_Travail demandé_
Réécrivez l'ensemble des lignes des données ci-dessous sous forme de liste numérotée, sans les lignes vides. Les images ne doivent pas figurer dans votre réponse.

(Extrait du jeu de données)

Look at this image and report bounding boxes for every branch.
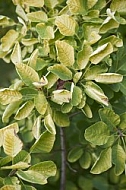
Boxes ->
[60,127,66,190]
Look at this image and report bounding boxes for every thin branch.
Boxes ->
[60,127,66,190]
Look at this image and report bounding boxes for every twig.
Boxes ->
[60,127,66,190]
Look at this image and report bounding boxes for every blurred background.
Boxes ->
[0,0,16,88]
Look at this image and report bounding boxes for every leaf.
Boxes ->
[100,16,119,34]
[32,115,42,139]
[119,112,126,129]
[79,151,92,169]
[0,123,19,146]
[27,11,48,22]
[34,91,48,115]
[21,38,39,48]
[68,147,83,163]
[14,101,34,120]
[99,108,120,130]
[1,162,30,170]
[46,72,59,89]
[30,131,55,153]
[51,89,72,105]
[1,29,19,51]
[55,14,76,36]
[55,40,74,67]
[71,85,83,106]
[44,114,56,135]
[82,102,93,118]
[1,185,20,190]
[84,121,110,145]
[13,150,31,164]
[77,44,93,70]
[22,0,44,7]
[28,49,38,70]
[84,81,108,106]
[67,0,87,15]
[16,63,39,86]
[83,65,108,80]
[11,42,22,64]
[91,147,112,174]
[0,88,22,105]
[83,23,101,45]
[95,73,123,84]
[45,0,59,9]
[53,111,70,127]
[3,129,23,157]
[2,100,22,123]
[36,23,54,39]
[48,64,72,81]
[90,43,113,64]
[17,161,56,185]
[112,144,126,176]
[110,0,126,15]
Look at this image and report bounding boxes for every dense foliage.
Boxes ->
[0,0,126,190]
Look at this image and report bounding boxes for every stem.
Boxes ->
[60,127,66,190]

_Réponse attendue_
1. Look at this image and report bounding boxes for every branch.
2. Boxes ->
3. [60,127,66,190]
4. Look at this image and report bounding boxes for every thin branch.
5. Boxes ->
6. [60,127,66,190]
7. Look at this image and report bounding boxes for every twig.
8. Boxes ->
9. [60,127,66,190]
10. Look at this image and report bounding boxes for every blurred background.
11. Boxes ->
12. [0,0,16,88]
13. Look at this image and report bounding boxes for every leaf.
14. Boxes ->
15. [100,16,119,34]
16. [32,115,42,139]
17. [119,112,126,129]
18. [79,151,92,169]
19. [0,123,19,146]
20. [27,11,48,22]
21. [34,91,48,115]
22. [21,38,39,48]
23. [68,147,83,163]
24. [14,101,34,120]
25. [99,108,120,130]
26. [1,162,30,170]
27. [46,72,59,89]
28. [30,131,55,153]
29. [51,89,72,105]
30. [1,29,19,51]
31. [55,14,76,36]
32. [55,40,74,67]
33. [71,85,83,106]
34. [44,114,56,135]
35. [82,102,93,118]
36. [1,185,20,190]
37. [84,121,110,145]
38. [13,150,31,164]
39. [77,44,93,70]
40. [22,0,44,7]
41. [28,49,38,70]
42. [84,81,108,106]
43. [67,0,87,15]
44. [16,63,39,86]
45. [83,65,108,80]
46. [11,42,22,64]
47. [91,147,112,174]
48. [0,88,22,105]
49. [83,23,101,45]
50. [95,73,123,84]
51. [45,0,59,9]
52. [53,111,70,127]
53. [3,129,23,157]
54. [2,100,22,123]
55. [36,23,54,39]
56. [48,64,72,81]
57. [90,43,113,64]
58. [17,161,56,185]
59. [112,144,126,176]
60. [110,0,126,15]
61. Look at this image and report bounding boxes for every dense foliage.
62. Boxes ->
63. [0,0,126,190]
64. Look at this image and report bounding boxes for every stem.
65. Boxes ->
66. [60,127,66,190]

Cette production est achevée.